>> START Task input

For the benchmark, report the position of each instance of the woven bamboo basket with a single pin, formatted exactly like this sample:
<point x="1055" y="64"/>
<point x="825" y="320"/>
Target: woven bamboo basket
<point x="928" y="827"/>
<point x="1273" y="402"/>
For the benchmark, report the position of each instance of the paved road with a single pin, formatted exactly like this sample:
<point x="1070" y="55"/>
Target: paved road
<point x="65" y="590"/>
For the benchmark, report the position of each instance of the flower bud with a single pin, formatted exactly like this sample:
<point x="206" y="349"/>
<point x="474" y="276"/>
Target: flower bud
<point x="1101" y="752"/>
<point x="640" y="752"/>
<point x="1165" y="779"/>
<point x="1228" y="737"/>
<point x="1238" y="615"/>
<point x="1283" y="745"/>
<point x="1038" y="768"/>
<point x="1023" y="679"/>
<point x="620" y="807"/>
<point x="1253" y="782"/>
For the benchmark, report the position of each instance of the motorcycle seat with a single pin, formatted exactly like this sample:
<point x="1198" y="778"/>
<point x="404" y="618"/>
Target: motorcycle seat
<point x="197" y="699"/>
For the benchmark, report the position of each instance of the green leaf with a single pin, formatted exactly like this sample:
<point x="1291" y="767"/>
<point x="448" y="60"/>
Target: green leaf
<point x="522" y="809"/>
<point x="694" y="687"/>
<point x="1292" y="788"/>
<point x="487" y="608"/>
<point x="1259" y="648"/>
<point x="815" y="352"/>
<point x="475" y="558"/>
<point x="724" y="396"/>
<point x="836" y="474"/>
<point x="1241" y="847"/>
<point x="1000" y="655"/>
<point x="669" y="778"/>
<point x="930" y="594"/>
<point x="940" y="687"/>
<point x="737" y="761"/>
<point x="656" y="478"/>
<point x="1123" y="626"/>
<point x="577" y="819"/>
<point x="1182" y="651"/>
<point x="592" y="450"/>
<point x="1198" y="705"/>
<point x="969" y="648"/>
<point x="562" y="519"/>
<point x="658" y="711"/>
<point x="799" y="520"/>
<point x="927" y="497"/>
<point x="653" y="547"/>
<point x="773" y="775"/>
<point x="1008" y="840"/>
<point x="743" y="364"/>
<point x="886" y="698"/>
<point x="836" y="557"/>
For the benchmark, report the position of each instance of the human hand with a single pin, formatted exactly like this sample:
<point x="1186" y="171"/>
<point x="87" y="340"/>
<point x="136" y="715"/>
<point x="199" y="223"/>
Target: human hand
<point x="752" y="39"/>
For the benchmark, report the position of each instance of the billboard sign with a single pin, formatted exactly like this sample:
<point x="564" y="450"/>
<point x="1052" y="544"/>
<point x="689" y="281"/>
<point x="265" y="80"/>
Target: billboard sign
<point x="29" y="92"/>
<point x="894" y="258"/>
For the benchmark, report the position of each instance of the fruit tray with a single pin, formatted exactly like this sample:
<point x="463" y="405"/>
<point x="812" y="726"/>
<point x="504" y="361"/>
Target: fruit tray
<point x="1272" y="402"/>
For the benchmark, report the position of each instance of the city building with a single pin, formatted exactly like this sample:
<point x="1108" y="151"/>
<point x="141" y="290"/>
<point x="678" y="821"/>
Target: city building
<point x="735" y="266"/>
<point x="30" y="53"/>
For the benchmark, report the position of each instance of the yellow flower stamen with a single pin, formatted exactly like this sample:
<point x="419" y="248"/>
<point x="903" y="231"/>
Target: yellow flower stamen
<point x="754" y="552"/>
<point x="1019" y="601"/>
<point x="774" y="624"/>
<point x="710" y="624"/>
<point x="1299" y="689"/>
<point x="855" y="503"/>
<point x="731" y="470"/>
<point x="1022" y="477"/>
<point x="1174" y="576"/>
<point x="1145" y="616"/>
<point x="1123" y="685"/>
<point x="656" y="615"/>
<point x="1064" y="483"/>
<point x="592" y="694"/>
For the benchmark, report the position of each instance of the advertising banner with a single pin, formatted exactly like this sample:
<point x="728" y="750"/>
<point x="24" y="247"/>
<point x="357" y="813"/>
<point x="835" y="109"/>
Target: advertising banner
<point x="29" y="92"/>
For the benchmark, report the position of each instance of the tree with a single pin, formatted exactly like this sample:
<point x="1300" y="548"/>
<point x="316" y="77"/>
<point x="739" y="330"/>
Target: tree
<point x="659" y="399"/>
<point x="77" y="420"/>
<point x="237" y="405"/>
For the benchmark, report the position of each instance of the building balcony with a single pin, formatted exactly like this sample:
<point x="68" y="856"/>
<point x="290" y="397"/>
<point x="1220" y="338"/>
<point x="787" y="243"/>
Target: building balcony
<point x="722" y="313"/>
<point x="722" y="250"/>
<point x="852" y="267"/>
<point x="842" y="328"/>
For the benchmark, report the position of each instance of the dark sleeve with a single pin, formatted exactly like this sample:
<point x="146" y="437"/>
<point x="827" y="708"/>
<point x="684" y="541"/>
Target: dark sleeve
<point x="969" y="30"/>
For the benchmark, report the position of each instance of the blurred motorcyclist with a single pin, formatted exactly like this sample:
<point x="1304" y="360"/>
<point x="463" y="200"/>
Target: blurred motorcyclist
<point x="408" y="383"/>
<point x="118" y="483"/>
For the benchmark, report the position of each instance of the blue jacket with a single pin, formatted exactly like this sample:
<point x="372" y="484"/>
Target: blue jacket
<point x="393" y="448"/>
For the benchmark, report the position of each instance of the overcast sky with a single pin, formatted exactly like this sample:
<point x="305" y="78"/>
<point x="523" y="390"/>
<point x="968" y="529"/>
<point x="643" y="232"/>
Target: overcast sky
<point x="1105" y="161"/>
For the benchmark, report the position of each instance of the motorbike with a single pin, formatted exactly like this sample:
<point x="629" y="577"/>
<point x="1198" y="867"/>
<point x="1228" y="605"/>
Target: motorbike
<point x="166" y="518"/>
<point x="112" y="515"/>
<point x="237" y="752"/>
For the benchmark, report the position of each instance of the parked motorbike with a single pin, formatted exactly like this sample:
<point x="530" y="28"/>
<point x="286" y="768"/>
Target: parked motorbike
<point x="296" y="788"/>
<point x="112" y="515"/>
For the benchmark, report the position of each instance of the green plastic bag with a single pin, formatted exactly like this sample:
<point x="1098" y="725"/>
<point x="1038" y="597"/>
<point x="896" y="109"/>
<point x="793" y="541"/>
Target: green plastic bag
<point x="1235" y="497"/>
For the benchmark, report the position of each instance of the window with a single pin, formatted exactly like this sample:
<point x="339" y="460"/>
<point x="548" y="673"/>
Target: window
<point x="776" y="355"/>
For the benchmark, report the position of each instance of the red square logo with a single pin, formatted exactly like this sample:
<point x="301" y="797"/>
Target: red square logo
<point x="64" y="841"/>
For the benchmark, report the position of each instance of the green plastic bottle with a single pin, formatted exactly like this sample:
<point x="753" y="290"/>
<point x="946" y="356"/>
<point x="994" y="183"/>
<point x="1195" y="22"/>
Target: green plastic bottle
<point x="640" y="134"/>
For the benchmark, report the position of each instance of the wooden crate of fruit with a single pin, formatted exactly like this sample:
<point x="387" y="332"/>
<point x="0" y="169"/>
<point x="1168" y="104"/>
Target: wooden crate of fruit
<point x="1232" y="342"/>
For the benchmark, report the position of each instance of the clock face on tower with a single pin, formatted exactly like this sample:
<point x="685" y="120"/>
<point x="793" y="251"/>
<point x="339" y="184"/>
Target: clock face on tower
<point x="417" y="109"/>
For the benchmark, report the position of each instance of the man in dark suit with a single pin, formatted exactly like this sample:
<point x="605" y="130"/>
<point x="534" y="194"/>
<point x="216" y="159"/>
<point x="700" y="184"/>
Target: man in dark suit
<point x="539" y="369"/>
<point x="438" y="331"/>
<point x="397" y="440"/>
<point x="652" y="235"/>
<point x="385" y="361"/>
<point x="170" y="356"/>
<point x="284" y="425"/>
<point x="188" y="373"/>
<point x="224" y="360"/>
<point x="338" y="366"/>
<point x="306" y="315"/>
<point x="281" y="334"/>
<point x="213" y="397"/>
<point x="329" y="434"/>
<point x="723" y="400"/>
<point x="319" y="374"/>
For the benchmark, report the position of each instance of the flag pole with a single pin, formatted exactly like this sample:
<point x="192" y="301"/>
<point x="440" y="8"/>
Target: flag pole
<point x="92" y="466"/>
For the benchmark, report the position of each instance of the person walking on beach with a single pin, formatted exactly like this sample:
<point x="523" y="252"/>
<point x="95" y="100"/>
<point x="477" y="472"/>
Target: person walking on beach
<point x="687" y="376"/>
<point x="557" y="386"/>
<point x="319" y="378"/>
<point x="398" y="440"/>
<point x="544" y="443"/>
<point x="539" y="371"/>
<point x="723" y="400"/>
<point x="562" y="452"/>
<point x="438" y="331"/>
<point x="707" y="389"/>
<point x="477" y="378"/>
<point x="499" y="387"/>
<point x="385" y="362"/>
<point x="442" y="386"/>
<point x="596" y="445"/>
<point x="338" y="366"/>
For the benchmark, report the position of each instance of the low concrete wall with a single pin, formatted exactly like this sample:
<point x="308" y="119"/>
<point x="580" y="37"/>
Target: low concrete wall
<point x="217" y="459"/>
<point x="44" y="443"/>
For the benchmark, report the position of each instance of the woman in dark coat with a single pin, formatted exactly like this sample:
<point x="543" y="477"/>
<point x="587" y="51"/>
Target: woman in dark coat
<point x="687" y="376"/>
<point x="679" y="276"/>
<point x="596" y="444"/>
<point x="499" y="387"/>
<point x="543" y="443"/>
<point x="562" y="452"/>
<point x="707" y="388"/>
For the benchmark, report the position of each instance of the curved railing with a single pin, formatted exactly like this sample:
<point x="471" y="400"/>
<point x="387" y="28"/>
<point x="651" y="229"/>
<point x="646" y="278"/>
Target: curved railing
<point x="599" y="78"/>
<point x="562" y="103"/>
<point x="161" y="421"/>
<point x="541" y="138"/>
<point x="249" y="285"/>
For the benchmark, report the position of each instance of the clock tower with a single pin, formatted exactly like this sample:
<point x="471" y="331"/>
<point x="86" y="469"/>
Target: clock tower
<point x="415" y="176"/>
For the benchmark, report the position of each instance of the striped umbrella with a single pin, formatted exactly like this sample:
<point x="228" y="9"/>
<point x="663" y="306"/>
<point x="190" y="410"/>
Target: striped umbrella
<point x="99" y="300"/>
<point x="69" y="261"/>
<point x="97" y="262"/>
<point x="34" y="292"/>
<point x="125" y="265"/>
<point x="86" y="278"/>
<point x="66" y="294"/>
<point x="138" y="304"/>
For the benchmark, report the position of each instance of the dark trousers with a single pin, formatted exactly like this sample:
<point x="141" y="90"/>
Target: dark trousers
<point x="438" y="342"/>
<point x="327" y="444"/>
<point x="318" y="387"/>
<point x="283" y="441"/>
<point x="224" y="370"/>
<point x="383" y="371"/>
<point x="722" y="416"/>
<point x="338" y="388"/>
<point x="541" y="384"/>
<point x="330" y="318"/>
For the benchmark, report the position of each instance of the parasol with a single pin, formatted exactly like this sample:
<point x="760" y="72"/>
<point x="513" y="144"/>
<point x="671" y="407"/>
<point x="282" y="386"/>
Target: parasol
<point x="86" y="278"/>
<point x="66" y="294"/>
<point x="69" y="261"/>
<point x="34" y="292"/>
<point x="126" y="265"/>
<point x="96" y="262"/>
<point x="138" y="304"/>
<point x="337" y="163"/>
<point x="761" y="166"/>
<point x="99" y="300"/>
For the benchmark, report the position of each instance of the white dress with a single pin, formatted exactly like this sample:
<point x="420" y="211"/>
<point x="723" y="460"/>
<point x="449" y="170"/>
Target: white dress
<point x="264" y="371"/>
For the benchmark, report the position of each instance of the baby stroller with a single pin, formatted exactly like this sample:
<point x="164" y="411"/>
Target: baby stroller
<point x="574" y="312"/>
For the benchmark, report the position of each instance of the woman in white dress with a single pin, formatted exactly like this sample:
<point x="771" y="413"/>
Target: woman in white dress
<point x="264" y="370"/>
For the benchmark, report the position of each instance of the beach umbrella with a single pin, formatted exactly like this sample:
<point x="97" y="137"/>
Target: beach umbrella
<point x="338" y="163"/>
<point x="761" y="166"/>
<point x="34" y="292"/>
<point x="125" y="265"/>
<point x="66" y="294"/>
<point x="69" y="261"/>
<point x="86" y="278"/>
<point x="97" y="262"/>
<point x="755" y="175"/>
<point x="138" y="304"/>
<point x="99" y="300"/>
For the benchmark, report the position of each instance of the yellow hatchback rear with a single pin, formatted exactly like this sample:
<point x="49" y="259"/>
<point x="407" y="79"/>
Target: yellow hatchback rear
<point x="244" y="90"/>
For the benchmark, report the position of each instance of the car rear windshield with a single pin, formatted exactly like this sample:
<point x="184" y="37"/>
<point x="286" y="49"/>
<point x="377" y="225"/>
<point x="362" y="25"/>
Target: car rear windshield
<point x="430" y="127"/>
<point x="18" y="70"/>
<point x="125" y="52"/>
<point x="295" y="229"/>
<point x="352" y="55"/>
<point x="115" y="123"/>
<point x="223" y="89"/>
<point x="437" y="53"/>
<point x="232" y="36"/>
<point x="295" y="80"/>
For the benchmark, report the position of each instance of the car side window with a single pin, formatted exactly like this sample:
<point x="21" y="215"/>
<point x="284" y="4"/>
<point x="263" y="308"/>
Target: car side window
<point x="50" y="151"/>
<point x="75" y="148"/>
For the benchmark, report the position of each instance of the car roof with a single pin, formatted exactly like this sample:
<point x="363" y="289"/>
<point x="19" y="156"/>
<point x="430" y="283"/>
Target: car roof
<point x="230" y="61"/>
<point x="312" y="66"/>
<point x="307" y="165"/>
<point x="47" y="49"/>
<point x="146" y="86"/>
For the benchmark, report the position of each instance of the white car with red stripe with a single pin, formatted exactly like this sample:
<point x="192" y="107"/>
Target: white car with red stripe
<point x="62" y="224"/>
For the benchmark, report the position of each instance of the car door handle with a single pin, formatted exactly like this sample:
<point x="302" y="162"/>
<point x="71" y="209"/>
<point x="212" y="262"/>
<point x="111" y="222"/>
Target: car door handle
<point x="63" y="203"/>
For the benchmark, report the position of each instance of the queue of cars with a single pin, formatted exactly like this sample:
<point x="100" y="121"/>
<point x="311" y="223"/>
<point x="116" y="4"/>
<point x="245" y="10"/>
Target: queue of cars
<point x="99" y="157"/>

>> END Task input

Produce an exact copy of the lines from the one containing "the car door" through the last line, and of nothing else.

Output of the exercise:
For the benchmark, report the position of each instance of the car door handle with a single pin, formatted exactly like this sample:
<point x="302" y="162"/>
<point x="71" y="209"/>
<point x="212" y="262"/>
<point x="111" y="222"/>
Target: car door handle
<point x="63" y="203"/>
For the benchmark, report the position of each instance of the queue of cars with a single pin, formatted exactly like this sample:
<point x="100" y="121"/>
<point x="311" y="223"/>
<point x="116" y="4"/>
<point x="245" y="10"/>
Target: queue of cars
<point x="99" y="157"/>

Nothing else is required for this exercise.